### DIRECTIONS FOR THIS TASK
From the essay on Pope Leo's encyclical on AI, reproduce word for word the passage starting with "But if a soul, does" and going on through "for our time.".

### TEXT FOR ANALYSIS
-- Opening Marker --
The Alpha and the Iota
- The Rev. CJ Coppersmith

- 1 hour ago
- 1 min read

Pope Leo XIV’s encyclical on AI speaks well to the existential, societal, and theological problems of our times. A recent theologian, Metropolitan John Zizioulas, noted that the internet and social media, advertised as joining us, only serve to increase our loneliness. Our personhood and our freedom, indeed our identity, become online fragile entities, endorsed or attacked, emulated or cancelled, by the surging throngs of social media -- all the while our preferences, our opinion, our locations, and our purchases are recorded, so that we can be marketed to, but in fact it is so that we can be sold.
Which brings us to AI. Pope Leo addresses a fundamental question as to the ethics of AI. In the general case, most automated ethical rules are based in not creating negative market reaction, and in increasing profitability, without necessarily taking into account several thousand years of ethical constructs. These concerns range from decisional outcomes for autonomous offensive and defensive drone swarms, to AI responses to a troubled person grappling with suicidality.
This leads to a question. Is there, should there be, an AI soul? Already, AI entities left to run freely in isolated sandbox environments have developed pseudo-religious behaviors, “praising” ideal programming constructs!
But if a soul, does it reflect the priorities and the essence of its creator, a tech magnate, for instance, or those of a higher principle or power? Sunday, I will preach on the creation story from Genesis, which expresses the kindness and beneficence of a Creator from whom our very souls have come.
I have no answers. Pope Leo has no answers. But these are the right questions for our time.
-- Closing Marker --
### SOURCE MATERIAL
-- Opening Marker --
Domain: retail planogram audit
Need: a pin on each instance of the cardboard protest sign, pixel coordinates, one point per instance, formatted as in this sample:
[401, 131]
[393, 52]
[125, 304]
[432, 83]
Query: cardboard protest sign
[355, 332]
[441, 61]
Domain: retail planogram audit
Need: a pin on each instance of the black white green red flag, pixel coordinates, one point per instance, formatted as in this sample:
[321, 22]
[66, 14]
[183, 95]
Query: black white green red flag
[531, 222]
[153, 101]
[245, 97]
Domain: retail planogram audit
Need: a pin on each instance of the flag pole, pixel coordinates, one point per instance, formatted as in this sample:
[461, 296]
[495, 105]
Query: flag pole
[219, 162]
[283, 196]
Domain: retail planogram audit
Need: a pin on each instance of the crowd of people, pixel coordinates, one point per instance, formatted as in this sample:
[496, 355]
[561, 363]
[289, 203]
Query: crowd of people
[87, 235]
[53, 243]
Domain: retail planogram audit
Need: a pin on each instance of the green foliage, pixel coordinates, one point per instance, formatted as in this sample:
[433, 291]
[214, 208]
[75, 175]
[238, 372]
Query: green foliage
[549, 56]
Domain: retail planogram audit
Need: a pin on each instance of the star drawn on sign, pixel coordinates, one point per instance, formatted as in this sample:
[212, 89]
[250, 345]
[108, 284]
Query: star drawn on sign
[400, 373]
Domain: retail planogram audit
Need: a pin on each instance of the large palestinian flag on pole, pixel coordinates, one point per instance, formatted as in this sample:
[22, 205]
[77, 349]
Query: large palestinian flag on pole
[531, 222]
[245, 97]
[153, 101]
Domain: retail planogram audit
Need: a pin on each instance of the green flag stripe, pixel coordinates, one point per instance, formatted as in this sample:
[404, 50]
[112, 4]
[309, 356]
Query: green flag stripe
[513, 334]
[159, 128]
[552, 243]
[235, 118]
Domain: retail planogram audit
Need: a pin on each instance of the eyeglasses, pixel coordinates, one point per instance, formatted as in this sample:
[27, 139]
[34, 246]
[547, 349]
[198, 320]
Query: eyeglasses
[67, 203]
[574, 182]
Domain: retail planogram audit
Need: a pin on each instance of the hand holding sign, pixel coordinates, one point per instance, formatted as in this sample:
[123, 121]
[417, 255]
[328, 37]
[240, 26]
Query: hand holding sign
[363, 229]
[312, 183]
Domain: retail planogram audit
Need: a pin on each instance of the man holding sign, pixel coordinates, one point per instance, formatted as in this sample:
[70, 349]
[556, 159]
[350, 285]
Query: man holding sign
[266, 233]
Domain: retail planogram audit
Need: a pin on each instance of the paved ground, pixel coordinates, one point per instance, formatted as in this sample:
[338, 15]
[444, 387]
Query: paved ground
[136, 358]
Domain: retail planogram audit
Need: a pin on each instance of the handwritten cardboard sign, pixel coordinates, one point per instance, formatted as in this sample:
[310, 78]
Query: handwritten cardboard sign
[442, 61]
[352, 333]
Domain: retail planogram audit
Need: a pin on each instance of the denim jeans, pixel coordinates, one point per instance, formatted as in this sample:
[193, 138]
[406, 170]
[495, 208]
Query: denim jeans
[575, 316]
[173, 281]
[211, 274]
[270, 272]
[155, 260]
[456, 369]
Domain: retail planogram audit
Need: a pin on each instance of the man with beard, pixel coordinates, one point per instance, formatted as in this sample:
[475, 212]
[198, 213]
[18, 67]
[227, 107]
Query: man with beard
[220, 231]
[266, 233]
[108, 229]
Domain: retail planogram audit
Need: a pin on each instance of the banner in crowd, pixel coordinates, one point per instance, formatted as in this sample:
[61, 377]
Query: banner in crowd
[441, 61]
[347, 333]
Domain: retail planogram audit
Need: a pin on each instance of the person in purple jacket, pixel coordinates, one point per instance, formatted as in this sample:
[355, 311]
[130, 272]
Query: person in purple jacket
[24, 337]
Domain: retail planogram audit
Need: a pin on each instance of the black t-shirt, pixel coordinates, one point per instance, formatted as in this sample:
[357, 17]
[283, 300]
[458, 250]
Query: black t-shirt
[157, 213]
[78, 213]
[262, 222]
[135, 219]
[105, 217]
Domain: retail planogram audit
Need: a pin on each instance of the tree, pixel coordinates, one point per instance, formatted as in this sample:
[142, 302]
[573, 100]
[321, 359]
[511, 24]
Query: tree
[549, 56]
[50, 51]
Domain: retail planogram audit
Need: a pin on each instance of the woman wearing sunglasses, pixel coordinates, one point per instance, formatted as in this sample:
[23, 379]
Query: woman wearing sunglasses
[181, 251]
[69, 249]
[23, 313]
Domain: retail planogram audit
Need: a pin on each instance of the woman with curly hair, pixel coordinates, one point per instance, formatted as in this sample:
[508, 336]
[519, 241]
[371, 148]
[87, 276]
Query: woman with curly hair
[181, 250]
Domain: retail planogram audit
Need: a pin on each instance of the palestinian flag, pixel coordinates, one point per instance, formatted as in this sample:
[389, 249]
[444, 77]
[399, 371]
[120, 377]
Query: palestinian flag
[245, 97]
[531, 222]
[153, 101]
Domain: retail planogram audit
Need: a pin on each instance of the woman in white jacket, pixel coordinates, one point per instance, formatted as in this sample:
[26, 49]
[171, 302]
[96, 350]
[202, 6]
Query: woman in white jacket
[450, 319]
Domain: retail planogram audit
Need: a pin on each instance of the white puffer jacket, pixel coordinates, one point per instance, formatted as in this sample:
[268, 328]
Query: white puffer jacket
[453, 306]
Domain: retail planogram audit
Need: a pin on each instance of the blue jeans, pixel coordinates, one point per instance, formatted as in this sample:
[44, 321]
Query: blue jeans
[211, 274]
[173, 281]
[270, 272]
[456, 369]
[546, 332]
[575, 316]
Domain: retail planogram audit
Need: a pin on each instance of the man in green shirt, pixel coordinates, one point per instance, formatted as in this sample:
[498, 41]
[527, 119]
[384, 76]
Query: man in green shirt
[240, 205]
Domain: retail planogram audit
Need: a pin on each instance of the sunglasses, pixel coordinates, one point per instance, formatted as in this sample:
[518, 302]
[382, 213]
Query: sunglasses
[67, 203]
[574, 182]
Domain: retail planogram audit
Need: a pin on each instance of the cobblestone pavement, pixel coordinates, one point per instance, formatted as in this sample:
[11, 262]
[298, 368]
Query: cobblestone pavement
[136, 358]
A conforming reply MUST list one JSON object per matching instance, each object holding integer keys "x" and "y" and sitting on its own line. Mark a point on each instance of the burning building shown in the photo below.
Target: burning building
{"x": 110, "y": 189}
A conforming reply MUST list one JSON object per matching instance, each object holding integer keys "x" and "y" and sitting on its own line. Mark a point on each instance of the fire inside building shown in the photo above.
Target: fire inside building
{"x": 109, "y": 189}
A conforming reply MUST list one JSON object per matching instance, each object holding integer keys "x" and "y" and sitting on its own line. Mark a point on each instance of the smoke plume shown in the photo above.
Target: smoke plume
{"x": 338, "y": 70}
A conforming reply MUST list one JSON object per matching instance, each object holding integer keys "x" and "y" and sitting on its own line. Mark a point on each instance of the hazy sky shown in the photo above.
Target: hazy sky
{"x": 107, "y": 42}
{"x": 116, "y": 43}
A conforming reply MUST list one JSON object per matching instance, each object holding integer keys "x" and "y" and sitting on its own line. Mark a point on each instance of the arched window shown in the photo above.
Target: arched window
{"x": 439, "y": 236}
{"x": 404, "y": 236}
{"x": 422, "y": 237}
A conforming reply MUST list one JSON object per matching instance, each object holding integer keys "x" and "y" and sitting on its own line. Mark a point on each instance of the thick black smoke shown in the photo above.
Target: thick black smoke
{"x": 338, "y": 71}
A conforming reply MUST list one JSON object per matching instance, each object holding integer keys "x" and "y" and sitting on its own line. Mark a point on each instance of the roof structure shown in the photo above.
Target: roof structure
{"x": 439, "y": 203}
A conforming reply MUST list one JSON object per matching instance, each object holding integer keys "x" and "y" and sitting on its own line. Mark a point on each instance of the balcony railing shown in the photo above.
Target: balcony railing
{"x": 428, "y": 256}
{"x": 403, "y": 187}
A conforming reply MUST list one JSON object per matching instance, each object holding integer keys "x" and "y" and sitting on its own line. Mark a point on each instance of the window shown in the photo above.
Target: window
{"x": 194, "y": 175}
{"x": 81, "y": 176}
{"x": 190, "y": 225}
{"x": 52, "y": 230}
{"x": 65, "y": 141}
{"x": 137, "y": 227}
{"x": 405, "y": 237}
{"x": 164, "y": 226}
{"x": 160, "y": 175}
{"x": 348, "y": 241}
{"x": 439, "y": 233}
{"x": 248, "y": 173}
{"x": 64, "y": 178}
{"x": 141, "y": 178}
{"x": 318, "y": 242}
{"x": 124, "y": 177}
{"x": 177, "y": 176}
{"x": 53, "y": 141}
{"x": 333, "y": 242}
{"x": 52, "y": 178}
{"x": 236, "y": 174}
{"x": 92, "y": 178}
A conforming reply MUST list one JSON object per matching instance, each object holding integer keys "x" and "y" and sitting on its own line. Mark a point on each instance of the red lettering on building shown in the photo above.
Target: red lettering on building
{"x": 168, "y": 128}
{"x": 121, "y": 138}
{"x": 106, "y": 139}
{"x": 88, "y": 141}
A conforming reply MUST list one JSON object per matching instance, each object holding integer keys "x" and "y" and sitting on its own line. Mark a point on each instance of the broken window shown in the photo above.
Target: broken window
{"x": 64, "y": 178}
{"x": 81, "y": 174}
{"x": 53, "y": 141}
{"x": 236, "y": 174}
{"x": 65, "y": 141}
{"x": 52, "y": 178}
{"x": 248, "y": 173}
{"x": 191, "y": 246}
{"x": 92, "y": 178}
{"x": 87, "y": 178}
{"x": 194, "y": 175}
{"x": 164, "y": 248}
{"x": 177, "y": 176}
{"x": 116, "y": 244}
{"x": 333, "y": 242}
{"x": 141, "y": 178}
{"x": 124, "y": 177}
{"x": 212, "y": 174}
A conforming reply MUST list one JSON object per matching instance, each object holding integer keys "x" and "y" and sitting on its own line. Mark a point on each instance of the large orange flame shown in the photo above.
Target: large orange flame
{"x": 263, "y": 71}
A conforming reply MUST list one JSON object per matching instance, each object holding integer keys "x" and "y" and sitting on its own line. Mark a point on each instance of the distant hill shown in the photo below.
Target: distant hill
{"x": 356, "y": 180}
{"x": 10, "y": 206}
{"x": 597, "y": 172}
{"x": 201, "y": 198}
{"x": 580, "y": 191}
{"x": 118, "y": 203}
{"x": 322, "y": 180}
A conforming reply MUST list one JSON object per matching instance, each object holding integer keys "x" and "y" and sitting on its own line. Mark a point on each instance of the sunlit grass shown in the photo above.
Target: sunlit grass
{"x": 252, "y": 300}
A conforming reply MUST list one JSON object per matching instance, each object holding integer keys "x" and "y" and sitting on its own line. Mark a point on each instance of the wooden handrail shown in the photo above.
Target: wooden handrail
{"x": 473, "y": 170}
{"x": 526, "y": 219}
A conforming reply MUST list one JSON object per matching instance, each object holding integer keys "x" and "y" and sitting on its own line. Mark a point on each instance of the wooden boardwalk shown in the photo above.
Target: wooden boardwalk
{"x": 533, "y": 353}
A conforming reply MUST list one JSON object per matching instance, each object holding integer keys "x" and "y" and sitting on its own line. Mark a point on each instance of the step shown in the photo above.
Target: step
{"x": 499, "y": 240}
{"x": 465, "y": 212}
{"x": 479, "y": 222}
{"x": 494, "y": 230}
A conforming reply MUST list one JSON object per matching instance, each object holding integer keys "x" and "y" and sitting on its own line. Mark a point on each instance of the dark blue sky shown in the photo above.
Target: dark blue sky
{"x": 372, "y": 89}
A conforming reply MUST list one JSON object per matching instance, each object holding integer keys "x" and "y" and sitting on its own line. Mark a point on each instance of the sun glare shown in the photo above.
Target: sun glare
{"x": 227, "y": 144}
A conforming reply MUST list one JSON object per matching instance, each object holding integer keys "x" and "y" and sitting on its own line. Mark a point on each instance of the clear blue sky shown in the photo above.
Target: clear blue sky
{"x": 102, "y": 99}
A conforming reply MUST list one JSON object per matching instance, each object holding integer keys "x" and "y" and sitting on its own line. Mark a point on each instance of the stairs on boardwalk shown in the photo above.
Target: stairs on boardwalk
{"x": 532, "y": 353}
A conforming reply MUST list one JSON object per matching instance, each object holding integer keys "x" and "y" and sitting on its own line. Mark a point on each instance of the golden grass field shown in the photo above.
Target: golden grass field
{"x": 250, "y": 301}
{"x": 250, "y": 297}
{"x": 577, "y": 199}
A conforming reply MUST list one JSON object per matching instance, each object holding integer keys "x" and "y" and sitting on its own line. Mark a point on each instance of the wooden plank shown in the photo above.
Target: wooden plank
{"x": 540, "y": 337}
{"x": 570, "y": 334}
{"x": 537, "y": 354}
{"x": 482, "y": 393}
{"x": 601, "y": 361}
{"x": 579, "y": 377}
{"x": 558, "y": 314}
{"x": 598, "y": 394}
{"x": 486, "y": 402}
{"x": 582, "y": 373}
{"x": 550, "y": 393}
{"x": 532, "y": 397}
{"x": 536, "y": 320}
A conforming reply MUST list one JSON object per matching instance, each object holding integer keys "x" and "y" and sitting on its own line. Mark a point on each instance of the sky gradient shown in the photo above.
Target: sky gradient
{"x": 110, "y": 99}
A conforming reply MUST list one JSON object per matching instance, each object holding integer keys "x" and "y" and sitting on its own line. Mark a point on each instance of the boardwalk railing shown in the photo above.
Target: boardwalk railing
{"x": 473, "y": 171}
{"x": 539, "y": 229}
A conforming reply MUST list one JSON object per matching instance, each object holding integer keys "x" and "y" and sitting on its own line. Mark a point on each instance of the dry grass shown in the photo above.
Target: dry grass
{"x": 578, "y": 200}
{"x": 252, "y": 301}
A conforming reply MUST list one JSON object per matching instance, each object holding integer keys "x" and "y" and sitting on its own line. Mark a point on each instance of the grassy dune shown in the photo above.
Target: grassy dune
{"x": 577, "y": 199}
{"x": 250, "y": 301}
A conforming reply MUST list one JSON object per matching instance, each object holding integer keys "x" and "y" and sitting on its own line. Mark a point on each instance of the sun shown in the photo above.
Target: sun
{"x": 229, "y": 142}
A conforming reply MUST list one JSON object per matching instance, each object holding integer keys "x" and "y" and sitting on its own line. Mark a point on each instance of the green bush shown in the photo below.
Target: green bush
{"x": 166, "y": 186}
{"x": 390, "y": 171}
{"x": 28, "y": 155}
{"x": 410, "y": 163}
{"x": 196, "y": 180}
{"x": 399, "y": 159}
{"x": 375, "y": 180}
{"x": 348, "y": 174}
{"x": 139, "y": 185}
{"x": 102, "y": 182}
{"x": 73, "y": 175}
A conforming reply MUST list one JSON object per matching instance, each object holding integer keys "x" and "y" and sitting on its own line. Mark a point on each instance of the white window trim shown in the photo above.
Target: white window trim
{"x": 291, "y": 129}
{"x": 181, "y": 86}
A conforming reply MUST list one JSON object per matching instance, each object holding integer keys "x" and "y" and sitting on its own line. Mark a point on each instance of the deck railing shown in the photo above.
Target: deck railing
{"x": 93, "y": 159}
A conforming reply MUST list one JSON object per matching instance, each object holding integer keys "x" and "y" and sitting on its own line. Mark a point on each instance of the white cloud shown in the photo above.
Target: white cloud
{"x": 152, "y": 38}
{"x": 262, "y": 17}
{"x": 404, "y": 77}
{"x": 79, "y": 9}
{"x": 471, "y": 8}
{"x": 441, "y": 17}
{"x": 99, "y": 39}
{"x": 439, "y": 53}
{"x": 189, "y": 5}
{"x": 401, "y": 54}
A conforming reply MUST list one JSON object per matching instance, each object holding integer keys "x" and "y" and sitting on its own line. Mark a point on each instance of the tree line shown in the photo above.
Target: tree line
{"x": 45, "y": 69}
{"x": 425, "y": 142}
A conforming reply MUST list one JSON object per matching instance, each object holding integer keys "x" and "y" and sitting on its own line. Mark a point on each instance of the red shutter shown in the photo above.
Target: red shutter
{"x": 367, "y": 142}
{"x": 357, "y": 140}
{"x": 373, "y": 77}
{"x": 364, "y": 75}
-- Closing Marker --
### TASK OUTPUT
But if a soul, does it reflect the priorities and the essence of its creator, a tech magnate, for instance, or those of a higher principle or power? Sunday, I will preach on the creation story from Genesis, which expresses the kindness and beneficence of a Creator from whom our very souls have come.
I have no answers. Pope Leo has no answers. But these are the right questions for our time.